▸ Work to be completed:
After locating the line that contains "box: [675, 427, 693, 600]" in the data below, set down exactly that line and each one after it through the line that contains "box: [0, 472, 46, 480]", and nothing more.
** Opening Data shown block **
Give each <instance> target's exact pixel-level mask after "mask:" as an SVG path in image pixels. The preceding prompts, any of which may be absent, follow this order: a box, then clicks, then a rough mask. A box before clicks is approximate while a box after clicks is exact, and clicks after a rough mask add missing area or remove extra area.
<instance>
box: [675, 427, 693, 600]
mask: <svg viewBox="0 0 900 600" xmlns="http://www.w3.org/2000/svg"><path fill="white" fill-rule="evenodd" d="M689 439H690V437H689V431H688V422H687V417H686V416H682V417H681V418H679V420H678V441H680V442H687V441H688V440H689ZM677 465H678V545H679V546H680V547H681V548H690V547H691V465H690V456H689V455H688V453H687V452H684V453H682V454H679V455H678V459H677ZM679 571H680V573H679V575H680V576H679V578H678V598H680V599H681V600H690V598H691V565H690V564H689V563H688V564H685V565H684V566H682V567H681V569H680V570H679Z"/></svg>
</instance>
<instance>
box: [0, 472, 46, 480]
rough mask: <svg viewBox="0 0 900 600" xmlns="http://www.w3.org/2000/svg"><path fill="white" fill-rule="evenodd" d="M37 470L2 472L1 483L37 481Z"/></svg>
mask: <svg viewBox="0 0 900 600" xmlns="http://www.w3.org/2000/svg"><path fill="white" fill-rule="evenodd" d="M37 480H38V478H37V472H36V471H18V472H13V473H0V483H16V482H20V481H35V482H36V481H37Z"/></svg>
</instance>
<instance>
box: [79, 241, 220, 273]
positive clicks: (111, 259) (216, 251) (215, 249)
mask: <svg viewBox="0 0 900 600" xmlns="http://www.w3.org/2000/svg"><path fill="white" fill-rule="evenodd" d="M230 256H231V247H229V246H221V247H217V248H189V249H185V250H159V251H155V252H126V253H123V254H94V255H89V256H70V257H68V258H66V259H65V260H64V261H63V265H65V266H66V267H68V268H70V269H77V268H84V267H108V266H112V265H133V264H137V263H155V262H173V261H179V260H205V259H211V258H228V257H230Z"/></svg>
** Closing Data shown block **
▸ Solution to this exercise:
box: [675, 427, 693, 600]
mask: <svg viewBox="0 0 900 600" xmlns="http://www.w3.org/2000/svg"><path fill="white" fill-rule="evenodd" d="M689 439H690V437H689V431H688V422H687V417H686V416H682V417H681V418H679V420H678V441H680V442H687V441H688V440H689ZM677 465H678V545H679V546H680V547H681V548H690V547H691V465H690V456H689V455H688V453H687V452H684V453H682V454H679V455H678V459H677ZM679 571H680V573H679V575H680V576H679V578H678V598H680V599H681V600H690V598H691V565H690V564H689V563H688V564H685V565H684V566H682V567H681V569H680V570H679Z"/></svg>
</instance>
<instance>
box: [0, 472, 46, 480]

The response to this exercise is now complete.